Exercise:
Please copy, character for character, each line from the beginning of the listing to the line containing "Target: tall office building", including both.

Source information:
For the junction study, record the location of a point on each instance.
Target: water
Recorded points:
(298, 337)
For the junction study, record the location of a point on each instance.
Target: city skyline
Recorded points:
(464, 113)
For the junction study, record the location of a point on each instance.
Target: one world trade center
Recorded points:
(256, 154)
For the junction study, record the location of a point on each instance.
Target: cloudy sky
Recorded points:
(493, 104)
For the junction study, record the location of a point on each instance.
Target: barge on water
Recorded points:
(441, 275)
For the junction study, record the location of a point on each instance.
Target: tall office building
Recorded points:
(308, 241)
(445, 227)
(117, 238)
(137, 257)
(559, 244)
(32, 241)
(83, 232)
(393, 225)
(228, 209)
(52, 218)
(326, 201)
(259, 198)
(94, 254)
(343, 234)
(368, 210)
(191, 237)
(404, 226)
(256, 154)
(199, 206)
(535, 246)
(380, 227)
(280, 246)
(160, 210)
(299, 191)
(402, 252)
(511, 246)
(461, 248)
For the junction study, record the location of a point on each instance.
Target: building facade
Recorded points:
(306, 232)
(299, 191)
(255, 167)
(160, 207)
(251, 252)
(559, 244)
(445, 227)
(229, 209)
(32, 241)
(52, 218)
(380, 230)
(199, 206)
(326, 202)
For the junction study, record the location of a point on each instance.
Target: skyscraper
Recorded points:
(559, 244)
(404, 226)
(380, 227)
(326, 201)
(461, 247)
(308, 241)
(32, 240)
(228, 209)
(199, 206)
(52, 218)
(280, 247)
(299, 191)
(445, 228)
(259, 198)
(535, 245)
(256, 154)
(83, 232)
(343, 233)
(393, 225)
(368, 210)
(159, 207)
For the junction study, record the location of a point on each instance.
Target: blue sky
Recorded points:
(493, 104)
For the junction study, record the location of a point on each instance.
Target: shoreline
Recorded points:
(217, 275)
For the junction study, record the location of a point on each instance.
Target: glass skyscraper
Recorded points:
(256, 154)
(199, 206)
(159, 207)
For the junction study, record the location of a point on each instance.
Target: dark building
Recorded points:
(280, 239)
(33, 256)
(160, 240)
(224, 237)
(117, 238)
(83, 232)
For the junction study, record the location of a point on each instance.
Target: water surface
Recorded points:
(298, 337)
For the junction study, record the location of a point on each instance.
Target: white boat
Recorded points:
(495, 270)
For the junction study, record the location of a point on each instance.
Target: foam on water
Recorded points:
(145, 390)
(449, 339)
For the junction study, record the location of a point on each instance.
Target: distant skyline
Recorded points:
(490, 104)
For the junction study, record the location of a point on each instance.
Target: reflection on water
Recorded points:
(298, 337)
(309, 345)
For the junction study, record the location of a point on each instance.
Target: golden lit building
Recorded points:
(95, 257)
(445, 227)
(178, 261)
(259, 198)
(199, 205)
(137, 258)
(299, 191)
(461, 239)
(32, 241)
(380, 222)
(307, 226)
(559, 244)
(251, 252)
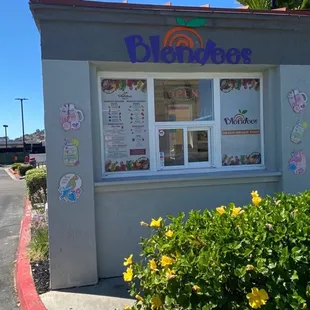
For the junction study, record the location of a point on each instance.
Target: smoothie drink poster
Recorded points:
(125, 125)
(240, 122)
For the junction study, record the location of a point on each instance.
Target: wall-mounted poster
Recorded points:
(70, 187)
(71, 152)
(70, 117)
(125, 125)
(297, 163)
(297, 100)
(240, 122)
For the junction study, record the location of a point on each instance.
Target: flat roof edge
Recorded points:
(150, 7)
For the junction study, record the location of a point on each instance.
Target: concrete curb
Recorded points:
(26, 291)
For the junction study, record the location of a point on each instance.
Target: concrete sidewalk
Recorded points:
(108, 294)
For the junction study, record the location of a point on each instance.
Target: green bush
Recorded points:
(15, 166)
(36, 185)
(38, 245)
(22, 169)
(230, 258)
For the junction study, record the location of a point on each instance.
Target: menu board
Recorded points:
(125, 125)
(240, 122)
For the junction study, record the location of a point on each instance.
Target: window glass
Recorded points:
(240, 121)
(125, 125)
(171, 147)
(197, 142)
(183, 100)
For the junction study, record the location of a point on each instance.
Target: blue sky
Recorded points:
(20, 63)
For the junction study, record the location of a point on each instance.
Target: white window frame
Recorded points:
(215, 154)
(186, 129)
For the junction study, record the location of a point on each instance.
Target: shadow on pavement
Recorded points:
(112, 287)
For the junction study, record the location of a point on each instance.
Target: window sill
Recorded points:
(187, 180)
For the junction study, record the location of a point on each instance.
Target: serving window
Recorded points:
(154, 125)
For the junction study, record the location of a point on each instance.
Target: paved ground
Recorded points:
(108, 294)
(11, 210)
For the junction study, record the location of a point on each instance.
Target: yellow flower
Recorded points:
(196, 288)
(144, 224)
(153, 265)
(254, 194)
(221, 210)
(257, 298)
(139, 298)
(128, 261)
(256, 201)
(170, 274)
(169, 233)
(156, 302)
(156, 223)
(166, 261)
(235, 211)
(128, 275)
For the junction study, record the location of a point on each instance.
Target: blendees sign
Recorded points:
(183, 44)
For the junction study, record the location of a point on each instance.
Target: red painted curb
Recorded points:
(26, 291)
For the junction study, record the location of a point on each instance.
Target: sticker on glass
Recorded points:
(297, 100)
(71, 152)
(161, 133)
(298, 132)
(70, 187)
(70, 117)
(297, 162)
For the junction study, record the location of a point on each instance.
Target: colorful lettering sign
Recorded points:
(183, 44)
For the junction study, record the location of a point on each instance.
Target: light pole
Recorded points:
(22, 110)
(6, 136)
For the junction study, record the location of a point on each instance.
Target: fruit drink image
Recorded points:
(298, 132)
(297, 100)
(297, 163)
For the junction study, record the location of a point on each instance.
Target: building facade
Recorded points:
(183, 108)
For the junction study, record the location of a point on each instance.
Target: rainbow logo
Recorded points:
(240, 119)
(183, 44)
(240, 116)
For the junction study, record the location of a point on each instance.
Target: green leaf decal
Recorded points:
(181, 21)
(196, 22)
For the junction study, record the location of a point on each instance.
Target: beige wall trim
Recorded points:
(187, 181)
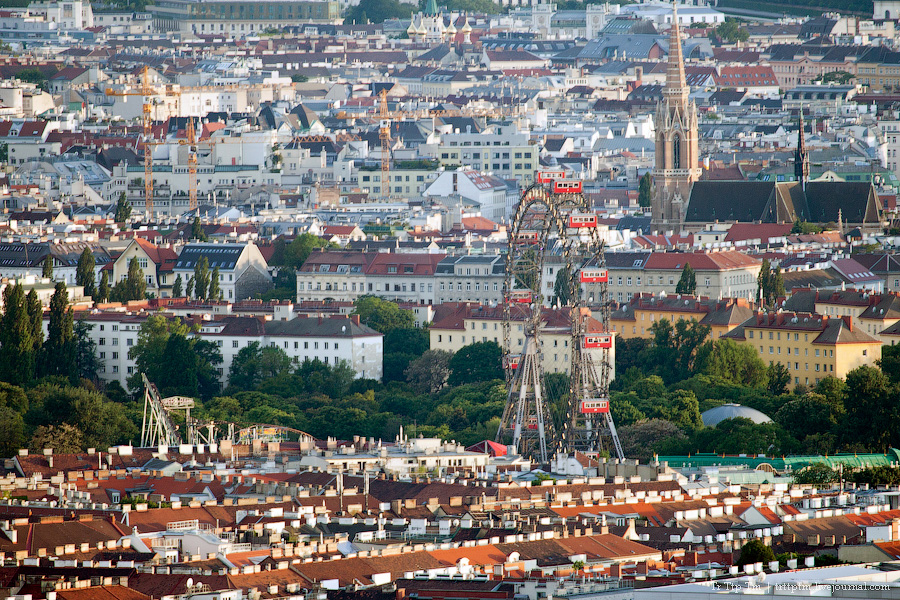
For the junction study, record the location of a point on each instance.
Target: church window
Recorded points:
(676, 152)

Response for this exercise:
For the junction study, record the location of a point on each instance.
Target: water
Recorded points:
(298, 337)
For the junction study, record the location of a point on each instance.
Target: city skyline
Recorded points:
(464, 113)
For the junction study, record the location of a point on each instance.
Target: one world trade center
Recorded points:
(256, 154)
For the junction study, record the location of a point on each instance.
Target: cloudy sky
Recorded points:
(493, 104)
For the junction study, record the location of a point on each instance.
Target: barge on water
Recorded points:
(441, 275)
For the junction study, record the location of a point on each instance.
Target: tall office building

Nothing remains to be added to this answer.